Travail à faire:
Dans l'article sur les dix ans de la révolution gambienne, répondez aux questions suivantes.
(a) Quel jour de juillet a eu lieu la révolution dont on fête l'anniversaire ?
(b) Quel âge avait Yahya A.J.J. Jammeh au moment du coup d'État ?
(c) Par qui George W. Bush et Tony Blair se sont-ils fait représenter ?

Passage cité:
%%

La « révolution » a 10 ans

Publié le 26 juillet 2004 Lecture : 3 minutes.

La capitale gambienne a fait peau neuve pour fêter avec éclat l’anniversaire de la révolution du 22 juillet. Les principales artères de Banjul ont été nettoyées, parées de banderoles et de panneaux qui, tous, déclinaient le même message : « La Gambie célèbre dix ans de progrès et de développement », tandis que les hôtels de la capitale affichaient « complet » et que des check-points gardés par la police avaient été érigés çà et là pour « filtrer » le passage vers les lieux où étaient descendues les délégations.
Une décennie jour pour jour après le coup d’État qui a porté au pouvoir Yahya A.J.J. Jammeh, un lieutenant alors âgé de 29 ans, la Gambie a entendu célébrer l’événement. Pas moins de six chefs d’État de l’Afrique de l’Ouest et du Maghreb ont fait le déplacement : Amadou Toumani Touré (Mali), Blaise Compaoré (Burkina), Maaouiya Ould Sid’Ahmed Taya (Mauritanie), Pedro Pires (Cap-Vert), Henrique Rosa (Guinée-Bissau) et Abdoulaye Wade (Sénégal), en route pour l’Europe, qui n’a pas hésité à s’arrêter dans l’après-midi du 21 juillet à Banjul où il s’est longuement entretenu avec son homologue gambien. Ont également pris part aux cérémonies Alpha Oumar Konaré, président de la Commission de l’Union africaine, ainsi qu’une bonne douzaine de vice-présidents, Premiers ministres et ministres des Affaires étrangères du Ghana, des Comores, de l’Éthiopie, du Swaziland, du Rwanda, de l’Afrique du Sud, de la Guinée, de la Guinée équatoriale…
En effet, Yahya Jammeh avait ratissé large, envoyant même une invitation au président des États-Unis George W. Bush ainsi qu’au Premier ministre britannique Tony Blair. Si ces derniers se sont l’un et l’autre excusés, ils se sont fait personnellement représenter par leurs ambassadeurs respectifs en poste dans le pays.

%%

Données fournies:
%%

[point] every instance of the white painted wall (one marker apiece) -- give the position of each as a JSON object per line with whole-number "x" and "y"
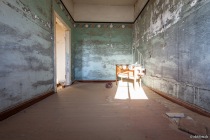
{"x": 103, "y": 13}
{"x": 60, "y": 53}
{"x": 139, "y": 5}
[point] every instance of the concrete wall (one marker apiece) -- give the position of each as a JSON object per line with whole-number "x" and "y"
{"x": 95, "y": 57}
{"x": 103, "y": 13}
{"x": 173, "y": 37}
{"x": 26, "y": 50}
{"x": 69, "y": 5}
{"x": 60, "y": 53}
{"x": 139, "y": 5}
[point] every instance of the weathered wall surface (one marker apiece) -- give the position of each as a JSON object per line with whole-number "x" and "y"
{"x": 26, "y": 51}
{"x": 98, "y": 48}
{"x": 173, "y": 37}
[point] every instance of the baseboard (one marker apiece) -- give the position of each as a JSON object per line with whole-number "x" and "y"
{"x": 9, "y": 112}
{"x": 189, "y": 106}
{"x": 95, "y": 81}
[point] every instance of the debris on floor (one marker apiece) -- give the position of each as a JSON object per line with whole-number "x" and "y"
{"x": 175, "y": 115}
{"x": 109, "y": 85}
{"x": 187, "y": 124}
{"x": 192, "y": 127}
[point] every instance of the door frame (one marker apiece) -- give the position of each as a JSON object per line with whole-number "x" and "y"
{"x": 67, "y": 52}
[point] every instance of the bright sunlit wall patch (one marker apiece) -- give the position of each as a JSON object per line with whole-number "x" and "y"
{"x": 125, "y": 90}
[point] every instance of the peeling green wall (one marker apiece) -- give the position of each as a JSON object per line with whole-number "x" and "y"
{"x": 173, "y": 37}
{"x": 95, "y": 57}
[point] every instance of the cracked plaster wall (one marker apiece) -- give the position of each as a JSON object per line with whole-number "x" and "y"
{"x": 173, "y": 37}
{"x": 26, "y": 50}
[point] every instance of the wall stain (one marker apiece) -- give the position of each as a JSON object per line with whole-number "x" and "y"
{"x": 43, "y": 83}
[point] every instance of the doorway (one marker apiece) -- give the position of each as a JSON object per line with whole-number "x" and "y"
{"x": 62, "y": 53}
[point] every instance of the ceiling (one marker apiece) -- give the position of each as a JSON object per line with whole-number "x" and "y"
{"x": 104, "y": 10}
{"x": 106, "y": 2}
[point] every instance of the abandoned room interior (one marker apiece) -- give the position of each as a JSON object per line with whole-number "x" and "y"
{"x": 104, "y": 69}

%%

Solution du problème:
(a) Le 22 juillet.
(b) 29 ans.
(c) Par leurs ambassadeurs respectifs en poste dans le pays.